» Aufgaben:
1. Geben Sie aus dem Text zum Kirchenasyl den Abschnitt von „Mit dem Kirchenasyl“ bis einschließlich „solcher nicht existierte.“ wortgetreu aus.
2. Führen Sie den Text zum Kirchenasyl im Anschluss an seinen letzten Satz fort.

» Textauszug:

►

Mit dem Kirchenasyl knüpfen Kirchengemeinden und Ordensgemeinschaften an eine alt-ehrwürdige Schutztradition an, bei der es darum ging, Menschen in kirchlichen Räumen Hilfe in existentiellen Notlagen zu geben. Notwendig war dies besonders, wenn Verfolgten kein Rechtsschutz gewährt wurde oder ein solcher nicht existierte.
In demokratischen Rechtsstaaten ist die Schutzgewähr Sache des Staates, und es existieren keine rechtsfreien Räume mehr. Mit dem modernen Kirchenasyl wenden sich aber auch heute noch Menschen gegen staatliche Entscheidungen im Asylrecht, und zwar gegen die Abschiebung eines Flüchtlings, wenn sie in einem konkreten Fall davon überzeugt sind, dass diese zu einer Gefahr für Leib oder Leben führen würde.

◄

» Datensätze:
►

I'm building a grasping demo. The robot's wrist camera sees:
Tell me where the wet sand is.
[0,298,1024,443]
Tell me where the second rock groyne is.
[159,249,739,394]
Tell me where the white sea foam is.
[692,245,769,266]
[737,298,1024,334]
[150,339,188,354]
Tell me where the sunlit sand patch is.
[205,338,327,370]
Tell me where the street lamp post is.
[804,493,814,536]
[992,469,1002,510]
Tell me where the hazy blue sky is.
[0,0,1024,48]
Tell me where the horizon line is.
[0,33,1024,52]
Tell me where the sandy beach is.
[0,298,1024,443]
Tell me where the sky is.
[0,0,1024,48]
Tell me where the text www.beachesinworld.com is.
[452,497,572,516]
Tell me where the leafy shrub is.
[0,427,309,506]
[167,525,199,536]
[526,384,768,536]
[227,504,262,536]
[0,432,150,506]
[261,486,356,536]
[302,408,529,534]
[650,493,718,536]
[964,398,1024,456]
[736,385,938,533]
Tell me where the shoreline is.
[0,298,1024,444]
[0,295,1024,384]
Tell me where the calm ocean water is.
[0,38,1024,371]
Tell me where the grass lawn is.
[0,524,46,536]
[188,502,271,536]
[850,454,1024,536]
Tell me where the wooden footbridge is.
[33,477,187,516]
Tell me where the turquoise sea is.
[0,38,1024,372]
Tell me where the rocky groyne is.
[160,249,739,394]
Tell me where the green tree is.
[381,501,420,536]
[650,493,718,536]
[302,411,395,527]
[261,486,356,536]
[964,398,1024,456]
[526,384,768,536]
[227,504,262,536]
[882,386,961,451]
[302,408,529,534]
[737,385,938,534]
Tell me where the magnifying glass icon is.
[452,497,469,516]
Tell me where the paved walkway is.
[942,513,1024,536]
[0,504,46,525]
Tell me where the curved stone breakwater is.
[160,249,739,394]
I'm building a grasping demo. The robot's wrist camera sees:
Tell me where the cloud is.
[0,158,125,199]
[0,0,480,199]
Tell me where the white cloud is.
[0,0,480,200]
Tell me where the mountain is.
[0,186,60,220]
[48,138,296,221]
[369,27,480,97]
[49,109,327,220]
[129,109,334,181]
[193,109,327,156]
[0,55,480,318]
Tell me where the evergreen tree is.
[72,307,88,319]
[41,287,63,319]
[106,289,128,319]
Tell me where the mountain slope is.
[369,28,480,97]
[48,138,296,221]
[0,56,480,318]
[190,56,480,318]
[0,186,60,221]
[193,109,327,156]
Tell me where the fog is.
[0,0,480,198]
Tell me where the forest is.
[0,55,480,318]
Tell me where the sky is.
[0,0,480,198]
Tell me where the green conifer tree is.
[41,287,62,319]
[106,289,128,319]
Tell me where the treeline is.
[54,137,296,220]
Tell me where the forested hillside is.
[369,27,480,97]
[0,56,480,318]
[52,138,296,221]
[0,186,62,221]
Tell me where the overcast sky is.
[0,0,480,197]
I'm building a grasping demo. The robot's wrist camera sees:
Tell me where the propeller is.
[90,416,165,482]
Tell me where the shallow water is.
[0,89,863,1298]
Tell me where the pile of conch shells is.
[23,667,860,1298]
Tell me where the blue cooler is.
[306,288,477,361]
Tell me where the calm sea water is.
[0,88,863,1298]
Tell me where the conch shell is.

◄

» Antworten:
1.
Mit dem Kirchenasyl knüpfen Kirchengemeinden und Ordensgemeinschaften an eine alt-ehrwürdige Schutztradition an, bei der es darum ging, Menschen in kirchlichen Räumen Hilfe in existentiellen Notlagen zu geben. Notwendig war dies besonders, wenn Verfolgten kein Rechtsschutz gewährt wurde oder ein solcher nicht existierte.

2.
Die Autorin untersucht, ob auch im demokratischen Rechtsstaat noch Gerechtigkeitsverletzungen vorkommen, die mit bestehenden rechtlichen Instrumentarien nicht entdeckt oder nicht adäquat gelöst werden können, und erklärt am Beispiel des Kirchenasyls, unter welchen Voraussetzungen die Bürgergesellschaft auch in der modernen Gesellschaft ethisch legitimiert sein kann, sich gegen bestimmte Gerechtigkeitsverletzungen zu wenden.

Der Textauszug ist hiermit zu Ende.